What you have to do
Could you reproduce, word for word, the part of the passage on the proposed rule that runs between "B. Paperwork Reduction" and "and Budget (OMB)", inclusive?

By enabling small FDIC-supervised institutions to utilize evaluations 
for more commercial real estate transactions, the proposed rule will 
reduce transaction costs. The reduction in loan origination fees could 
marginally increase commercial real estate lending activity for loans 
with an origination value greater than $250,000 and not more than 
$400,000.

B. Paperwork Reduction Act

    Certain provisions of the proposed rule contain ``collection of 
information'' requirements within the meaning of the Paperwork 
Reduction Act (PRA) of 1995.\84\ In accordance with the requirements of 
the PRA, the agencies may not conduct or sponsor, and the respondent is 
not required to respond to, an information collection unless it 
displays a currently-valid Office of Management and Budget (OMB) 
control number. The OMB control number for the OCC is 1557-0190, the 
Board is 7100-0250, and the FDIC is 3064-0103, which would be extended, 
without revision. The agencies have concluded that the proposed rule 
does not contain any changes to the current information collections, 
however, the agencies are revising the methodology for calculating the 
burden estimates. The information collection requirements contained in 
this proposed rulemaking have been submitted by the OCC and FDIC to OMB 
for review and approval under section 3507(d) of the PRA \85\ and 
section 1320.11 of the OMB's implementing regulations.\86\ The Board 
reviewed the proposed rule under the authority delegated to the Board 
by OMB.

Records shown

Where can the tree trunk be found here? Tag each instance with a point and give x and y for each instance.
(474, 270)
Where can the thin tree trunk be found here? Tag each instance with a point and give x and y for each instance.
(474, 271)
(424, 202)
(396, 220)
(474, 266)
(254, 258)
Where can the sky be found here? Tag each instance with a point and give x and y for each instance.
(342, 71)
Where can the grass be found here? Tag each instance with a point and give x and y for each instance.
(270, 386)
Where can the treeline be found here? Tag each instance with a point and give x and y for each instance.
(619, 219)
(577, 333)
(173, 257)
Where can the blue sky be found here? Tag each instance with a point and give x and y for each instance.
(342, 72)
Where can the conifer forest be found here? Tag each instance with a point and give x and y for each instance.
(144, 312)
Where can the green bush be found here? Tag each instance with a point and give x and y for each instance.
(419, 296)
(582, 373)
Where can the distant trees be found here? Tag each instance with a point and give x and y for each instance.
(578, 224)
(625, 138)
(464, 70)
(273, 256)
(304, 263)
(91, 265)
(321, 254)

Response for this exercise
B. Paperwork Reduction Act

    Certain provisions of the proposed rule contain ``collection of 
information'' requirements within the meaning of the Paperwork 
Reduction Act (PRA) of 1995.\84\ In accordance with the requirements of 
the PRA, the agencies may not conduct or sponsor, and the respondent is 
not required to respond to, an information collection unless it 
displays a currently-valid Office of Management and Budget (OMB)